Rabu, 20 Oktober 2021

(Ngaji of the Day) Hak Istri dalam Perkawinan

Pacsa-pernikahan, selain hak bersama dengan suami, istri memiliki sejumlah hak istimewa yang harus dipenuhi suami. Sejumlah hak tersebut adalah hak mahar, hak nafkah, hak mut‘ah bila bercerai.

 

1. Hak Mahar

 

Mahar atau yang biasa disebut “shadaq” dalam bahasa Arab atau “mas kawin” dalam bahasa Indonesia adalah sejumlah harta yang wajib diberikan suami kepada istrinya akibat akad nikah.

 

Salah satu dalil yang mewajibkannya adalah Al-Quran ayat, Berikanlah maskawin (mahar) kepada wanita (yang kamu nikahi) sebagai pemberian dengan penuh kerelaan, (QS. an-Nisa’ [4]: 4).

 

Mahar hanyalah milik istri. Artinya, tidak ada hak bagi seorang pun di antara para walinya. Begitu pun suaminya. Meski memiliki hak untuk memegang, tetapi mereka hanya memegang dan memelihara tanpa bermaksud memiliki atau memakainya. Ini sesuai dengan firman Allah:

 

فَلاَ تَأْخُذُواْ مِنْهُ شَيْئاً أَتَأْخُذُونَهُ بُهْتَاناً وَإِثْماً مُّبِيناً

 

Artinya, "Apakah kamu akan mengambilnya kembali dengan jalan tuduhan yang dusta dan dengan (menanggung) dosa yang nyata?" (Surat An-Nisa’ ayat 20).

 

Meski demikian, jika ada kerelaan dari si istri untuk memberikan maharnya kepada pihak lain, baik kepada suami, orang tua, maupun saudaranya, baik sebagian maupun keseluruhan, maka tidak ada masalah untuk menerimanya. Dan tidak ada dosa bagi yang memakai atau memakannya. Hal itu sejalan dengan ayat berikut ini, Kemudian jika mereka menyerahkan kepada kamu sebagian dari maskawin itu dengan senang hati, maka makanlah (ambillah) pemberian itu (sebagai makanan) yang sedap lagi baik akibatnya, (QS. An-Nisa’ [4]: 4).

**Data yang Diberikan:**
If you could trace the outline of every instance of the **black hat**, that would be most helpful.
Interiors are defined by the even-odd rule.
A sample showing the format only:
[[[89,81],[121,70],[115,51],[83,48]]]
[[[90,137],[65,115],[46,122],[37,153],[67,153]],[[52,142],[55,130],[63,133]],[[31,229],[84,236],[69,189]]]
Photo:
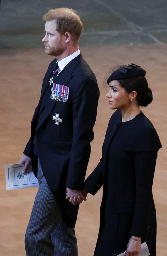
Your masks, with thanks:
[[[146,72],[139,66],[135,64],[122,65],[113,72],[107,79],[108,84],[113,80],[119,80],[126,78],[131,78],[139,76],[145,76]],[[110,73],[111,74],[111,73]]]

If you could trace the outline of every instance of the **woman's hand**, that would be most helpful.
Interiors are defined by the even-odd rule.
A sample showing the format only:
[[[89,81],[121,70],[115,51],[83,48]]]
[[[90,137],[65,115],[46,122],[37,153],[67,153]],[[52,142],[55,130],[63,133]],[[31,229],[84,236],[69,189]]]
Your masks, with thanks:
[[[132,237],[134,239],[130,239],[126,250],[126,256],[138,256],[141,248],[141,238],[133,236]]]

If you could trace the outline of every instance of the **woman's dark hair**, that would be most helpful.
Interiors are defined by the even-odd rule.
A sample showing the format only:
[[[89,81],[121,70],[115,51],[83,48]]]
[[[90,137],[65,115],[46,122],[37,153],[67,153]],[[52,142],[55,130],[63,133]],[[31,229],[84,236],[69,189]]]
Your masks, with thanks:
[[[137,93],[137,101],[139,106],[146,107],[152,101],[152,93],[148,87],[147,79],[144,76],[118,80],[128,93],[133,91]]]

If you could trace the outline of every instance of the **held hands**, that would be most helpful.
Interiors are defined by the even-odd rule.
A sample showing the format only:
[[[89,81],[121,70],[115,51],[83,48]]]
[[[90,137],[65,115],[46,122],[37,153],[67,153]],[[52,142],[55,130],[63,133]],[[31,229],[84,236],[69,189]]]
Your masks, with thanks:
[[[31,158],[24,155],[18,162],[18,163],[24,165],[24,167],[23,169],[23,172],[24,174],[27,170],[29,166],[31,164]]]
[[[87,194],[88,192],[84,189],[81,192],[80,190],[74,190],[67,187],[66,198],[66,199],[69,199],[69,201],[72,204],[77,205],[81,204],[83,201],[86,201],[86,197]]]
[[[138,256],[141,248],[141,238],[132,236],[127,246],[126,256]]]

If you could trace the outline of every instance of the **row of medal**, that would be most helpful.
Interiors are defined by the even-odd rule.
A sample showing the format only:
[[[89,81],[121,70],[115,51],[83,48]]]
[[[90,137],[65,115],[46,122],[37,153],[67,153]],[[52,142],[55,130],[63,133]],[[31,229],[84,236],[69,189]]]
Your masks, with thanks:
[[[68,100],[70,87],[53,83],[50,98],[52,100],[65,103]]]

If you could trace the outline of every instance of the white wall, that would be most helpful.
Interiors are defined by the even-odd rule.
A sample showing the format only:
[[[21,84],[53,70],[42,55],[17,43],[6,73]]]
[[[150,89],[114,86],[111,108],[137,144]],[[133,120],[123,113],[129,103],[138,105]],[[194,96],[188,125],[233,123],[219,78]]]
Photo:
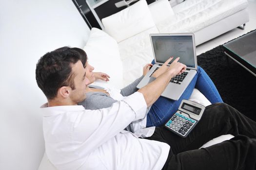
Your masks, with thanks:
[[[36,64],[56,48],[82,47],[89,32],[71,0],[0,0],[0,170],[37,170],[46,100]]]

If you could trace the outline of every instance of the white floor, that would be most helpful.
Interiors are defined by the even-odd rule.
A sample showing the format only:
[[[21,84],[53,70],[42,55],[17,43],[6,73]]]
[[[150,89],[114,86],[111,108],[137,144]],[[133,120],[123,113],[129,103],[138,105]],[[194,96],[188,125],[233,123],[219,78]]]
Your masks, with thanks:
[[[248,10],[249,14],[249,21],[246,24],[244,30],[237,28],[235,28],[214,39],[199,45],[197,47],[197,55],[243,35],[252,30],[256,29],[256,0],[247,0],[249,2]]]

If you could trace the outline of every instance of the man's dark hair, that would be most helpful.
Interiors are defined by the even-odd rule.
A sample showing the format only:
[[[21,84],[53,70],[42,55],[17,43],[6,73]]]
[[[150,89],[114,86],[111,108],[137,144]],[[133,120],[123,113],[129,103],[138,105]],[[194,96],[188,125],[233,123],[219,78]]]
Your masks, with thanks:
[[[72,64],[81,61],[84,68],[87,59],[85,52],[77,48],[63,47],[47,52],[39,59],[36,69],[38,86],[48,100],[53,99],[63,86],[75,89]]]

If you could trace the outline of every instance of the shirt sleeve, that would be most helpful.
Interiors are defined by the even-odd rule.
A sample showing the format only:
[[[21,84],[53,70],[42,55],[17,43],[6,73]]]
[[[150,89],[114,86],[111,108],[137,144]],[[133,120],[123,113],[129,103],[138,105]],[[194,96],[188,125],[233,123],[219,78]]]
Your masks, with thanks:
[[[96,110],[111,107],[115,102],[118,102],[111,97],[101,93],[94,93],[86,99],[79,103],[82,105],[85,109]]]
[[[72,138],[82,143],[88,153],[113,137],[131,122],[145,116],[147,104],[139,92],[124,98],[107,108],[85,110],[74,123]]]
[[[142,76],[140,78],[135,80],[134,82],[129,85],[122,88],[120,93],[121,93],[123,96],[128,96],[135,93],[138,90],[137,87],[138,85],[140,82],[143,77],[144,76]]]

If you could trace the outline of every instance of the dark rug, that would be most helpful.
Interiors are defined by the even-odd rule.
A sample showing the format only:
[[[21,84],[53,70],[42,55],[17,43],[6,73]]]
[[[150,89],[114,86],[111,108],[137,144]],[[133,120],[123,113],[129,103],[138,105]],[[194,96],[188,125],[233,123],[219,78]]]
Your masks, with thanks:
[[[256,77],[224,53],[220,45],[197,56],[224,102],[256,121]]]

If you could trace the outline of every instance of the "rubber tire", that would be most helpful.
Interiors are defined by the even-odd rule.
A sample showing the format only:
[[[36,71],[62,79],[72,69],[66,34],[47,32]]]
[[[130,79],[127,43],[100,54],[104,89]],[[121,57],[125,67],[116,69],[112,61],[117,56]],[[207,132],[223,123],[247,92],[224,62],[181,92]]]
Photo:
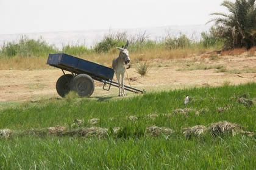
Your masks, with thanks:
[[[56,90],[59,95],[64,97],[71,90],[71,85],[73,80],[72,74],[63,74],[59,78],[56,82]]]
[[[76,91],[80,97],[90,97],[94,91],[93,79],[85,74],[80,74],[74,77],[73,90]]]

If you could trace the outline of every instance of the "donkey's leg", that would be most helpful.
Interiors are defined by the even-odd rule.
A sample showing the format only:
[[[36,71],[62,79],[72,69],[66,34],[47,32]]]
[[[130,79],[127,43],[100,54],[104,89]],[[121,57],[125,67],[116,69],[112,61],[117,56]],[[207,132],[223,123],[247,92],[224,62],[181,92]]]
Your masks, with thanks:
[[[116,79],[118,80],[118,88],[119,88],[119,94],[118,96],[121,96],[121,83],[120,83],[120,74],[116,74]]]
[[[126,96],[126,92],[124,92],[124,73],[122,74],[122,80],[121,81],[121,84],[122,85],[122,93],[121,95],[123,96]]]

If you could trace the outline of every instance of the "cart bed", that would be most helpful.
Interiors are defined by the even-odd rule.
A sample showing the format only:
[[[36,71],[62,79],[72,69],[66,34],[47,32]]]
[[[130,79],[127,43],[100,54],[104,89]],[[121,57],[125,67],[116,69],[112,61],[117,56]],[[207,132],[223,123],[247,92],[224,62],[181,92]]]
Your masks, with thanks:
[[[75,74],[87,74],[93,79],[112,80],[115,71],[93,62],[63,53],[49,54],[47,64]]]

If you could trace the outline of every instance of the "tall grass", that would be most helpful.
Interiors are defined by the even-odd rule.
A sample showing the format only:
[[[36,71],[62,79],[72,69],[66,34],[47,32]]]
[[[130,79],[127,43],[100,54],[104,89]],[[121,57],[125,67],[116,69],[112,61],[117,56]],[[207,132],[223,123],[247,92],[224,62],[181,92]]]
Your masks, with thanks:
[[[0,58],[15,56],[41,57],[57,52],[54,46],[49,45],[42,38],[35,40],[24,36],[18,43],[13,41],[4,43],[1,47]]]
[[[23,130],[57,125],[72,129],[74,119],[91,127],[120,127],[121,132],[108,136],[20,136],[0,138],[0,169],[254,169],[255,138],[244,135],[205,136],[188,140],[181,129],[207,126],[220,121],[239,124],[255,132],[255,104],[247,107],[238,97],[256,97],[255,83],[239,86],[199,88],[149,93],[142,96],[98,102],[90,99],[39,101],[0,111],[0,129]],[[191,100],[186,106],[183,99]],[[218,108],[228,106],[219,112]],[[174,115],[177,108],[189,108],[188,116]],[[206,112],[196,115],[197,110]],[[207,109],[206,109],[207,108]],[[150,118],[149,114],[158,116]],[[165,116],[164,114],[172,114]],[[135,121],[127,117],[137,116]],[[146,135],[146,127],[155,125],[175,133],[158,137]]]

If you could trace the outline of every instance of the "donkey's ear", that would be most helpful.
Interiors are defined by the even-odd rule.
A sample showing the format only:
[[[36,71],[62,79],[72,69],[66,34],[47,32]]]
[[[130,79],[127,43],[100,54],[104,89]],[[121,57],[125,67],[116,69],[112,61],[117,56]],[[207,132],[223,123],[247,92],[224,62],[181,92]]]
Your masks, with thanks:
[[[124,49],[127,49],[129,46],[129,41],[127,40],[126,42],[126,44],[124,46]]]

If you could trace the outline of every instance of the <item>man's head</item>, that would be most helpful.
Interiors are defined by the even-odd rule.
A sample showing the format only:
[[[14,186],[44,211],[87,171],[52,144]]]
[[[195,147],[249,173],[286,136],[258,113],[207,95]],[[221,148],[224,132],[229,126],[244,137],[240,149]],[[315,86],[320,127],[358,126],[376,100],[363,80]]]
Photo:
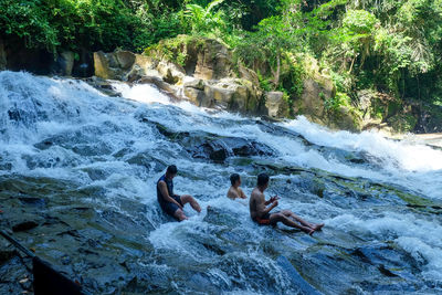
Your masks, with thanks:
[[[257,176],[257,187],[266,189],[269,187],[270,177],[266,173],[260,173]]]
[[[167,178],[173,179],[173,177],[176,177],[177,173],[178,173],[177,166],[170,165],[169,167],[167,167],[167,170],[166,170],[166,177]]]
[[[230,176],[230,183],[232,183],[232,187],[239,187],[241,186],[241,177],[238,173],[233,173]]]

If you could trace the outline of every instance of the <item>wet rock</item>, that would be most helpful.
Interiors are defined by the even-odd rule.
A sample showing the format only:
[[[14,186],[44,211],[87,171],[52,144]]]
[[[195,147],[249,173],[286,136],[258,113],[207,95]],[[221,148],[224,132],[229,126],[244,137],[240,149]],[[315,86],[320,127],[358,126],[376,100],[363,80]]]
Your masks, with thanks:
[[[167,167],[165,161],[159,160],[147,152],[139,152],[138,155],[128,159],[127,162],[131,165],[144,166],[147,169],[157,172],[162,171]]]
[[[46,207],[46,200],[32,197],[19,197],[19,200],[25,206],[32,206],[39,209],[44,209]]]
[[[135,54],[128,51],[94,52],[95,75],[101,78],[123,80],[134,62]]]

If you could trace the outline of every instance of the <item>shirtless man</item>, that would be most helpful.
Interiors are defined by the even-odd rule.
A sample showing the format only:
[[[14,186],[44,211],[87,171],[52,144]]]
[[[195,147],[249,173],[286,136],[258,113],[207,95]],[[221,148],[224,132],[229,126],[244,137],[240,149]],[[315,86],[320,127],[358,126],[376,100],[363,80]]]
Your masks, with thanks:
[[[201,212],[201,208],[192,196],[178,196],[173,193],[173,178],[177,176],[177,166],[171,165],[167,167],[166,175],[164,175],[157,182],[157,199],[162,211],[178,221],[183,221],[188,219],[182,211],[185,204],[190,203],[193,210],[198,213]]]
[[[228,191],[229,199],[246,199],[248,197],[244,194],[241,186],[241,177],[236,173],[230,176],[230,183],[232,185]]]
[[[265,201],[264,191],[269,187],[269,180],[270,178],[266,173],[259,175],[256,188],[254,188],[250,196],[250,215],[253,221],[259,224],[271,225],[276,225],[277,222],[282,222],[287,226],[301,229],[309,235],[315,231],[319,231],[324,226],[324,223],[315,224],[304,221],[290,210],[270,213],[270,211],[277,206],[278,197],[275,196]]]

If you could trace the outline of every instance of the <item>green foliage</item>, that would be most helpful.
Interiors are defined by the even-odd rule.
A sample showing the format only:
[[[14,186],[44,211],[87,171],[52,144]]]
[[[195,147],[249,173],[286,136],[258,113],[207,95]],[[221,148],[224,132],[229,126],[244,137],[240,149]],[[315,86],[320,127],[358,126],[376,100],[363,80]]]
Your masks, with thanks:
[[[177,42],[189,40],[160,41],[215,38],[291,105],[304,78],[293,56],[304,53],[336,85],[328,109],[351,107],[360,89],[442,104],[441,0],[0,0],[0,38],[54,53],[147,48],[185,64]]]

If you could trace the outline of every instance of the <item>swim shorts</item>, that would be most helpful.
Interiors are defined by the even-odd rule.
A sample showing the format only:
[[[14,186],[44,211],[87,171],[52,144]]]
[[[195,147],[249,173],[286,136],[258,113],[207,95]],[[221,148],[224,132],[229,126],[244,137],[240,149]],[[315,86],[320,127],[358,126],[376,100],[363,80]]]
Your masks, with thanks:
[[[260,225],[270,225],[270,213],[265,213],[262,218],[255,220]]]
[[[172,196],[171,197],[173,200],[176,200],[181,207],[182,207],[182,202],[181,202],[181,198],[179,196]],[[180,209],[176,203],[172,202],[159,202],[162,211],[165,211],[167,214],[171,215],[172,218],[175,212],[177,212],[178,209]]]

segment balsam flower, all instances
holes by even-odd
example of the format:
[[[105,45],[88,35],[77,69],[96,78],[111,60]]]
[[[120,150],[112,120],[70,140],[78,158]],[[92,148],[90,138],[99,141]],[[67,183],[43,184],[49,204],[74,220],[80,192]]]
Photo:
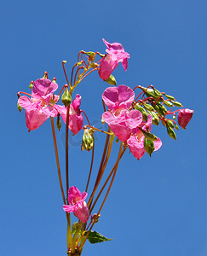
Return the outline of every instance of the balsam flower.
[[[193,112],[194,112],[194,110],[191,110],[188,108],[179,110],[179,113],[177,115],[177,120],[178,120],[179,125],[182,129],[186,129],[187,124],[190,122],[190,120],[193,117]]]
[[[133,155],[137,158],[137,160],[140,160],[145,154],[145,147],[144,147],[144,140],[145,137],[143,133],[141,132],[141,130],[146,131],[147,127],[147,130],[150,131],[152,127],[152,119],[150,114],[148,114],[147,122],[143,122],[140,127],[135,129],[133,131],[133,134],[130,136],[130,137],[127,140],[127,144],[129,148],[130,152],[133,154]],[[157,151],[162,146],[161,140],[158,137],[154,143],[154,151]]]
[[[128,61],[129,58],[129,53],[124,51],[122,44],[119,43],[110,44],[103,38],[103,42],[106,45],[106,55],[101,61],[99,67],[100,77],[106,81],[113,70],[118,66],[118,62],[122,62],[124,70],[127,70]]]
[[[50,99],[57,100],[57,97],[53,95],[57,88],[58,84],[55,82],[40,79],[33,84],[31,98],[26,96],[19,98],[19,105],[26,109],[26,122],[29,131],[36,130],[50,116],[57,115],[57,111],[49,106]]]
[[[72,101],[72,102],[70,105],[70,110],[69,110],[68,127],[74,134],[77,134],[81,130],[83,124],[83,118],[81,113],[81,110],[79,108],[80,104],[81,104],[81,96],[79,94],[77,94],[75,99]],[[63,121],[66,123],[66,107],[57,105],[56,108],[60,113]]]
[[[87,223],[89,218],[89,210],[88,208],[85,199],[88,194],[83,192],[81,194],[77,187],[72,186],[68,189],[68,205],[63,206],[63,210],[66,212],[73,212],[83,223]]]

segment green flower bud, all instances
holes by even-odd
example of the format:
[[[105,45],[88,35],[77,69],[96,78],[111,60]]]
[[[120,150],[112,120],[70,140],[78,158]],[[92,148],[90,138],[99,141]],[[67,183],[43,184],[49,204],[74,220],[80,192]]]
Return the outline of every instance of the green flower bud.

**Ketentuan Soal:** Menurut kutipan bacaan tentang hak istri dalam perkawinan, apa sebutan untuk mahar dalam bahasa Arab?

**Jawaban Lengkap:** Dalam bahasa Arab, mahar biasa disebut "shadaq".